Dataset excerpt
•••••
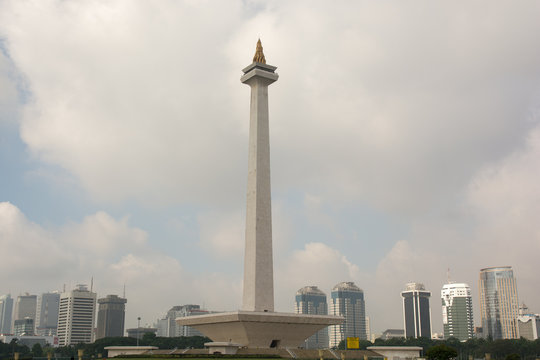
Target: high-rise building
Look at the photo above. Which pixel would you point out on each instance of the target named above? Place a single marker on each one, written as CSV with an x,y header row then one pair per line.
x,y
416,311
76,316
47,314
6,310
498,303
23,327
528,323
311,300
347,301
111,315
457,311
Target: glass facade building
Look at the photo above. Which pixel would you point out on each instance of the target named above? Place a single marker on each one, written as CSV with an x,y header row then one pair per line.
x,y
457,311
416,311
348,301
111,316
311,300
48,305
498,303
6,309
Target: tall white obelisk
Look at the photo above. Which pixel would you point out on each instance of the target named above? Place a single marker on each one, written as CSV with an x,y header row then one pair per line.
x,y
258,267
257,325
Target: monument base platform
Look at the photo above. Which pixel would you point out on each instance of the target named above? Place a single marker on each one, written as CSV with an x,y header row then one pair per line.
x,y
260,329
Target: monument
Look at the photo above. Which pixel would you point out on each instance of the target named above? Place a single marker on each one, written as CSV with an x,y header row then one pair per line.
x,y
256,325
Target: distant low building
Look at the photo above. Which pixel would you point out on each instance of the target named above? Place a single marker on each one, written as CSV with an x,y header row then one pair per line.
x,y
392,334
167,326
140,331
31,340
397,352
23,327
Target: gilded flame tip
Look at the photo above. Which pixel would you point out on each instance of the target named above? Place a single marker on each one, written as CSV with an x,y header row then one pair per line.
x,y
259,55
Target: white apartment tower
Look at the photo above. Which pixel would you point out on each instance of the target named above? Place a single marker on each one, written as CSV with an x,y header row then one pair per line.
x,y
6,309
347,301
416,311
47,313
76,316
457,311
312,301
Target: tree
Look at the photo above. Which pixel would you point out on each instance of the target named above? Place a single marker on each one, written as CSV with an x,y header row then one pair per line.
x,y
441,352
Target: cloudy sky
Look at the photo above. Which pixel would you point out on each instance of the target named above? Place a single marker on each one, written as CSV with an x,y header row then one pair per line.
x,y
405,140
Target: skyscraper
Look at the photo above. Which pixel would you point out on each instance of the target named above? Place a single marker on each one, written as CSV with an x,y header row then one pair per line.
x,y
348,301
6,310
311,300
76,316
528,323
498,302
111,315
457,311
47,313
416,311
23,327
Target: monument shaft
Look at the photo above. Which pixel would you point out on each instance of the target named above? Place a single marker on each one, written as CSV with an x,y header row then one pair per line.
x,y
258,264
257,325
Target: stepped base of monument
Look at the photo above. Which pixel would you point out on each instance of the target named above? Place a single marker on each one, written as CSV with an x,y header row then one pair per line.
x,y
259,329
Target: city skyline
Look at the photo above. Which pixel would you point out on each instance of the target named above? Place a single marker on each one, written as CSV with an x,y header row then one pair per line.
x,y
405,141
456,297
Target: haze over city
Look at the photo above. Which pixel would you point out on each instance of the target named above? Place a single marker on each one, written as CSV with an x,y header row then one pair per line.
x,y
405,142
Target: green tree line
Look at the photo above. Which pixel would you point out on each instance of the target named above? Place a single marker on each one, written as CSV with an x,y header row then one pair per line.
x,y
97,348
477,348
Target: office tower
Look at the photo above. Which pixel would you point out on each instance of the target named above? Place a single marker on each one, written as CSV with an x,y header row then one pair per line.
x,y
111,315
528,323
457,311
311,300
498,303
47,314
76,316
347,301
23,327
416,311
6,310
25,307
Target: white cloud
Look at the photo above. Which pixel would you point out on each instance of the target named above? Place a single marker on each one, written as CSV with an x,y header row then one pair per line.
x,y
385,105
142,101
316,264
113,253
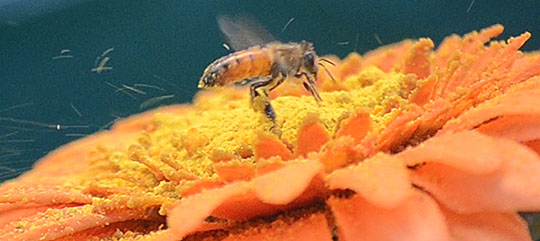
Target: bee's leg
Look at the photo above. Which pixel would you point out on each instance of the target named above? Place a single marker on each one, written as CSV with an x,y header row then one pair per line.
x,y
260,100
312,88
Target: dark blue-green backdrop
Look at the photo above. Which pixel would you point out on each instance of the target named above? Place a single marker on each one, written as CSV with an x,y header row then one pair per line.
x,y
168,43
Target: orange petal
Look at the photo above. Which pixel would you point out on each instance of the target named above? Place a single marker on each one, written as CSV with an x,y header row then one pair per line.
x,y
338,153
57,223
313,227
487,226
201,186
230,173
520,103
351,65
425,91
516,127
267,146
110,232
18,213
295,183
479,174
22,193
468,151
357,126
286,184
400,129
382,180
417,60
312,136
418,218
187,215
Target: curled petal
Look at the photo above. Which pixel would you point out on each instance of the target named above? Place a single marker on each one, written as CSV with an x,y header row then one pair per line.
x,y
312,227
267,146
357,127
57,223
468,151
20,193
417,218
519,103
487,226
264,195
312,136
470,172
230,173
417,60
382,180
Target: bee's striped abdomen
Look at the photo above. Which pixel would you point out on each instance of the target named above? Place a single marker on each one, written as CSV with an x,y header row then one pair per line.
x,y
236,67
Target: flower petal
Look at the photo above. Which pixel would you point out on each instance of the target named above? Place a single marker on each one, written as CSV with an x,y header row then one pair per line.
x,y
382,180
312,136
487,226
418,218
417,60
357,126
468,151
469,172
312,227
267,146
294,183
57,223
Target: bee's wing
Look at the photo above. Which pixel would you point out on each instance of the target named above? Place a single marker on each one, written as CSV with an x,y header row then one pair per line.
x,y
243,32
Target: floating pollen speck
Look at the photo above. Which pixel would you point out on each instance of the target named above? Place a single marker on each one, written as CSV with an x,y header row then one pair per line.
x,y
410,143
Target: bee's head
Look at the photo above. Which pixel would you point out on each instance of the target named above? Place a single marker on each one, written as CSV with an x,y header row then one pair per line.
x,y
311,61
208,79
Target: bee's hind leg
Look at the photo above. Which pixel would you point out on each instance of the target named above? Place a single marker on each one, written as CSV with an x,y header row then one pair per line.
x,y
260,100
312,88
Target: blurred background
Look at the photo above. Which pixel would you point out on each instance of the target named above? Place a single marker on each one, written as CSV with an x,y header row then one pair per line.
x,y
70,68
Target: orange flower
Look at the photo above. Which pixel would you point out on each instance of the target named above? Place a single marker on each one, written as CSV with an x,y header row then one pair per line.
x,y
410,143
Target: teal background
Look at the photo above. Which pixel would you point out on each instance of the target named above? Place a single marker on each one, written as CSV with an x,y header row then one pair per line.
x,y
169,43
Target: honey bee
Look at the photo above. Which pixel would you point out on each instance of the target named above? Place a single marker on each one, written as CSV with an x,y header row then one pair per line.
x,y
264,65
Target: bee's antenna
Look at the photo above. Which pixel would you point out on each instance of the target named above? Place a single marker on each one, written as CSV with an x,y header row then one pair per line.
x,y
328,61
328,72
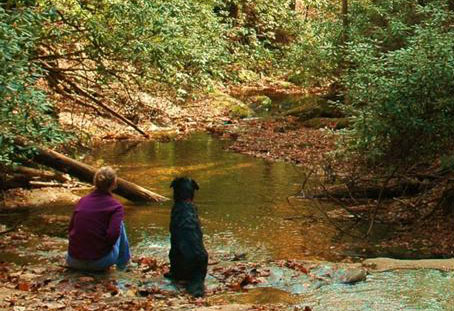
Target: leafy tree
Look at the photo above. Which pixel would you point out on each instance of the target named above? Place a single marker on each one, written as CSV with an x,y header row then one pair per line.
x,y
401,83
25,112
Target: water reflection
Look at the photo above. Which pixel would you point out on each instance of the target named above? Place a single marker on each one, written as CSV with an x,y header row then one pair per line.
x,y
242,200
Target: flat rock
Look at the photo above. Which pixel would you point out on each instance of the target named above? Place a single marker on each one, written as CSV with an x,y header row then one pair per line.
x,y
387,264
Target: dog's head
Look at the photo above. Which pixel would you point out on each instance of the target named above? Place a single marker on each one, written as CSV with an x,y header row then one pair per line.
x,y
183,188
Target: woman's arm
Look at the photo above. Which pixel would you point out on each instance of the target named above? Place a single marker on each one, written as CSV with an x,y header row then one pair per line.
•••••
WRITTEN EXERCISE:
Reproduce every one of the lines above word for word, leaving out the pictures.

TASK RESULT:
Target: high-rise building
Look at the photo above. Which pixel would you point out on each instance of the target named above? Place a single marker on each one, written as CSV with an x,y header row then one pair per line.
x,y
416,311
76,316
47,314
6,310
498,303
23,327
528,323
311,300
347,301
111,315
457,311
Target: glass facade building
Look at the photo above. Which pixel would you point out on each instance of the target named above? Place a single marker on each one, written as CSV with an x,y header row then one pair per line.
x,y
457,311
416,311
348,301
111,316
311,300
48,305
498,303
6,309
Target: tall white obelisk
Look at the photo above. Which pixel would you point out on each instance of the target named above? Place a single marker on each one, written as CSV with an x,y header row then one pair per line.
x,y
258,267
257,325
Target: monument base platform
Look at the photo above. Which pixel would you point out on each instance of the target named above? Place a single marker on each one, written as CSV with an x,y header row then one pair per line.
x,y
260,329
Target: monument
Look at the photo above. Which pixel would you point out on each instance of the target named above? Place a single marker on each one, written as CSV with an x,y header row then one pair per line.
x,y
256,325
Target: distant low building
Look at the photo above. Which pixel would you point out on each instance of the target named above? Place a single marker on each one, written as CSV with an x,y header row then one pair per line.
x,y
392,334
167,326
140,331
31,340
397,352
23,327
Target: gilded flame tip
Look at the photo above. Which pixel would you point out on each instance of the target named above? Place a single marker on each one, written as CSV with an x,y header row then one pair per line.
x,y
259,55
Target: white apartment tower
Look at the photo above. Which pixel would you point out on each instance of the target named above? Place a single marker on each one, written as CSV with an x,y header row then one pair per line.
x,y
6,309
347,301
416,311
47,313
76,316
457,311
312,301
Target: tree
Look at the photo above. Which pixel would you point out on each instance of the target named above? Place a single marker on each one, written as CSV with an x,y header row then one pair per line.
x,y
441,352
Target: cloudy sky
Look at the photo above. Which pixel would you point out on each instance of the target named above? Place a single marker on each one, written as CSV with an x,y header row then one pair per line.
x,y
405,140
Target: skyscraper
Look at the photo above. Which pixel would you point out on each instance of the target named above? Place a single marker on each one, written as CSV with an x,y header row then one pair per line.
x,y
348,301
6,310
311,300
76,316
528,323
498,302
111,315
457,311
47,313
416,311
23,327
Target: monument shaft
Look at the photo above. Which pixel would you point out on each instance of the target named above? Place a single marker on each one, written as CSV with an x,y header row then one pair per line.
x,y
258,264
257,325
Target: stepped base of monument
Look at the photo above. Which pixel would you point out on each instance of the target named above? Place a single marker on each one, written as CSV with an x,y header row then one pair per line.
x,y
259,329
Target: city skyline
Look at the photo above. Which pixel would you point out on each instance of the target named above? Place a single marker on each one, written as CSV with an x,y header row then one pair per line.
x,y
405,141
456,297
Target: haze over city
Look at the photo above. Which pixel would you point out on each instance of the target named above? Place a single marker on each one, written as CSV with an x,y header row then one pair per line.
x,y
405,142
Target: green tree line
Look at the photo above. Which pixel would you point out on each instance of the target named above? Place a single marker on each one, written as CSV with an x,y header row then one pair per line.
x,y
97,348
477,348
Target: office tower
Look at the photo above. Which pixel would you point out on each instance of the target named above? Place a single marker on each one, written as CSV with an x,y header row then one pair per line.
x,y
111,315
528,323
457,311
311,300
498,303
47,314
76,316
347,301
23,327
416,311
6,310
25,307
Target: white cloud
Look at the photo above. Which pixel would you point out on each instance of the target named above? Place a single marker on each one, written as CSV with an x,y header row then one pair per line.
x,y
385,105
142,101
316,264
113,253
Target: bee's leg
Look at the photo above. Which pixel would you point out on each instance of the target named above? Place a single marker on each one, written as CSV with an x,y header row then one pair per line.
x,y
260,100
312,88
Target: dark blue-green backdrop
Look at the photo above. Which pixel would you point out on each instance of the target named above? Place a single marker on each one, written as CSV with an x,y header row then one pair per line.
x,y
168,43
Target: orange petal
Look at the photo above. Which pixel would you point out on each instance of the target named above? Place a single marker on each one, written as CSV with an x,y header row then one pair per line.
x,y
338,153
57,223
313,227
487,226
201,186
230,173
520,103
351,65
425,91
516,127
267,146
110,232
18,213
295,183
479,174
22,193
468,151
357,126
286,184
400,129
382,180
417,60
312,136
418,218
187,215
Target: curled petal
Look at the photo above. Which pixel would you point out on each instance of the target named above? Place a single marker on each one, written as CSV with an x,y header row then one pair per line.
x,y
312,227
267,146
357,127
57,223
468,151
20,193
417,218
519,103
487,226
264,195
312,136
470,172
230,173
417,60
382,180
Target: bee's striped abdomen
Look at the photo above. Which pixel would you point out on each instance of the target named above? Place a single marker on each one, written as CSV with an x,y header row then one pair per line.
x,y
236,67
Target: flower petal
Look at the photo above. Which pixel would you point out on each instance of the target named above? Place a single marker on each one, written as CSV with an x,y header row then one pair per line.
x,y
382,180
312,136
487,226
418,218
417,60
357,126
468,151
469,172
312,227
267,146
294,183
57,223
Target: bee's wing
Look at the photo above. Which pixel would you point out on each instance of the target named above? Place a single marker on each one, written as CSV with an x,y header row then one pair per line.
x,y
243,32
Target: floating pollen speck
Look at the photo above. Which pixel would you point out on each instance of the target named above? Place a single marker on each one, written as CSV with an x,y header row then one pair per line.
x,y
410,143
Target: bee's head
Look at the photo above. Which pixel would you point out on each instance of the target named above? Place a single marker on each one, written as CSV with an x,y header row then one pair per line.
x,y
311,61
208,79
Target: bee's hind leg
Look at the photo above. Which pixel would you point out on each instance of the target named above? Place a single marker on each one, written as CSV with an x,y header row then one pair per line.
x,y
260,100
312,88
Target: blurred background
Look at the photo above. Which pixel would you point out on each instance of the target named above? Place a single marker on each one, written as CSV with an x,y header row then one pair per line.
x,y
70,68
Target: orange flower
Look at the photo above. Which pixel would you point out on each instance of the target named above? Place a single marker on each one, written as CSV with an x,y header row then one pair per line.
x,y
410,143
Target: teal background
Look at the photo above. Which pixel would you point out on each instance of the target named above? Place a single marker on each one, written as CSV with an x,y header row then one pair per line.
x,y
169,43
Target: honey bee
Look at the photo above. Which pixel would you point out on each instance of the target named above? Place a single marker on each one, written as CSV with an x,y header row then one pair per line.
x,y
264,65
Target: bee's antenna
Look at the photo above. Which pixel would you point out on each instance of the target named above? Place a single marker on each one, written as CSV with an x,y header row then one pair per line.
x,y
328,61
328,72
Target: leafy tree
Look at the photo above. Which pixel would you point out on each instance of the target named above? Place a single marker on each one, written as CSV with an x,y header row then one pair per line.
x,y
401,83
25,112
Target: water reflection
Look at the photo above. Which pixel would you point out on each instance of the target named above? Place a single marker on each one, written as CSV with an x,y header row then one pair per line.
x,y
242,200
Target: flat rock
Look at the photo above. Which pixel would you point out on each instance of the target named above? Place a single marker on each one, written as CSV with an x,y header row then one pair per line.
x,y
387,264
Target: dog's head
Look at the photo above. Which pixel would you point out on each instance of the target named above? Place a single marker on each one, written as CSV with an x,y header row then one pair per line.
x,y
183,188
Target: woman's arm
Look at the photo above. Which pixel would you point out on each instance of the target named above? Place a single marker on each one, written as CSV with an x,y header row then one pair per line.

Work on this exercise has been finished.